THE EXERCISE
Reproduce every row that follows word for word, without any changes.

= = =

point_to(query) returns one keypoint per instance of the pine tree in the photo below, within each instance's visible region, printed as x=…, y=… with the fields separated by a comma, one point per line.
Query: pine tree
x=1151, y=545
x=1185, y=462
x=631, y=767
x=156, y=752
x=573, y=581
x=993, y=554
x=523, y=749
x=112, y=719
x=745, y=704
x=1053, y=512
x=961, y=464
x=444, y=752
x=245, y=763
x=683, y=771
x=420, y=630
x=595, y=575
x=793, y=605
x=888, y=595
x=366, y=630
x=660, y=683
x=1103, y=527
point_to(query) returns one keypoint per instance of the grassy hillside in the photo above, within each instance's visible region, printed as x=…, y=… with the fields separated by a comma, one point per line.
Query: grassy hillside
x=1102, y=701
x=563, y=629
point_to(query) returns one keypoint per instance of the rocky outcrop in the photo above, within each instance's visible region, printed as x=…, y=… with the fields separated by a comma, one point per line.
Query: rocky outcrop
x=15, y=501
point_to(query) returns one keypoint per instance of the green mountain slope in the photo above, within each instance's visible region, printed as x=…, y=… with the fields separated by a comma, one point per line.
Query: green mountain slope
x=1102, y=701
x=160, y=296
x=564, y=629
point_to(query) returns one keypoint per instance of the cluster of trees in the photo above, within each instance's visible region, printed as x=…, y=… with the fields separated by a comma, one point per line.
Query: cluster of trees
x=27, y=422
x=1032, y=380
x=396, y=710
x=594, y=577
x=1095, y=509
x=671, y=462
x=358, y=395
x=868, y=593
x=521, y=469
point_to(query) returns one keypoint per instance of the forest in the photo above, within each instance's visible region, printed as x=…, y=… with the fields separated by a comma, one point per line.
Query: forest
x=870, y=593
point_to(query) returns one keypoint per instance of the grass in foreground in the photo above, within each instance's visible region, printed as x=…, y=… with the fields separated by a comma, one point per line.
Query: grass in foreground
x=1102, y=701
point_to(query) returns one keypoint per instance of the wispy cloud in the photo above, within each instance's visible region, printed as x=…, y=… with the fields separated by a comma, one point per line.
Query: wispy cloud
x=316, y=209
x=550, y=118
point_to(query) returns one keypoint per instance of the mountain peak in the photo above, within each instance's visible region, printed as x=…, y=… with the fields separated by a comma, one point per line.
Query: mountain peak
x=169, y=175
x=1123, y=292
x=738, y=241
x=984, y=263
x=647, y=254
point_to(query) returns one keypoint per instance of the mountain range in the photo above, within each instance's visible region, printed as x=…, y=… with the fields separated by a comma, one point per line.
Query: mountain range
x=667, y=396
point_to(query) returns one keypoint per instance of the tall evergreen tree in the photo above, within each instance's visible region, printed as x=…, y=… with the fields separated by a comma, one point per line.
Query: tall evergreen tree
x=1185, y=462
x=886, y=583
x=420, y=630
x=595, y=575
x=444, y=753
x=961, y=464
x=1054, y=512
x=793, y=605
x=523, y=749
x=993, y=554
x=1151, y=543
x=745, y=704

= = =

TASK RESULT
point_to(query) returns one keypoint per instance of the pine tree in the photo below, within each instance's visible region, printed as x=…, y=… with the fields separated by a comma, one point per line.
Query: pine tree
x=1151, y=545
x=1185, y=462
x=631, y=767
x=156, y=752
x=573, y=581
x=993, y=554
x=523, y=749
x=112, y=719
x=745, y=704
x=1053, y=512
x=961, y=464
x=444, y=752
x=245, y=763
x=683, y=771
x=420, y=630
x=595, y=575
x=793, y=605
x=888, y=595
x=366, y=630
x=660, y=683
x=1103, y=527
point_to(query) returns one keypoint per instance of the grassy hillside in the photo above, within each instance's visible region, printed as x=…, y=… with the fields separated by a comma, one point per line.
Query: grassy hillside
x=1102, y=701
x=563, y=629
point_to(query) returns one keypoint per instance of the rocky outcrop in the photo above, within each instance's visible region, printed as x=…, y=… with the fields separated by a comma, one point per line.
Query: rocky outcrop
x=15, y=501
point_to(query) returns one keypoint per instance of the green mountain slope in the photo above, within each instance's visible region, printed as x=…, y=… with the fields separated by a comma, one point per line.
Query: green mountain slope
x=1102, y=701
x=160, y=296
x=564, y=629
point_to(query) returns one keypoint per instance of the cluster of trees in the photo above, within each instance's visible region, printed as x=…, y=… with the fields separated by a comma, one point per line.
Query: cluster of trees
x=27, y=422
x=1032, y=380
x=396, y=710
x=594, y=577
x=1095, y=509
x=671, y=462
x=358, y=395
x=868, y=593
x=521, y=469
point_to(query) returns one keypoint per instance of the forest in the photo above, within each instance's visible region, printed as x=…, y=… with the fields separated by a comma, one point per line.
Query: forest
x=870, y=593
point_to(query) returns one keypoint per instance of the grass in foreground in the photo above, within each instance's visible region, printed as x=…, y=… with the fields separated by a comma, one point per line.
Query: grass in foreground
x=1102, y=701
point_to(query) returns one keypoint per instance of the wispy cloud in the photo above, within each instance's visible region, printed as x=…, y=… with the fields separated by a comma, one point per line.
Query: wispy cloud
x=316, y=209
x=550, y=118
point_to(query) returns one keypoint per instance of the mountain peak in the photo above, within each instance's visible region, printed as x=…, y=… with the fields separated by a comma, one point per line.
Query: mountain peak
x=169, y=175
x=1123, y=292
x=738, y=241
x=984, y=263
x=647, y=254
point_to(query) returns one keypoint per instance of the mountain range in the photo above, within each instance's visible region, printed as x=…, y=… with the fields separated by a comma, one point per line.
Query: mountain range
x=667, y=396
point_to(query) returns one keypoint per instance of the tall evergreen tree in the photo above, within each instance's visible region, printed as x=…, y=… with the fields separated by a comma, one point per line.
Query: tall evergreen tree
x=1185, y=462
x=886, y=583
x=420, y=630
x=595, y=575
x=444, y=753
x=961, y=464
x=1054, y=512
x=793, y=605
x=523, y=749
x=993, y=554
x=1151, y=543
x=745, y=704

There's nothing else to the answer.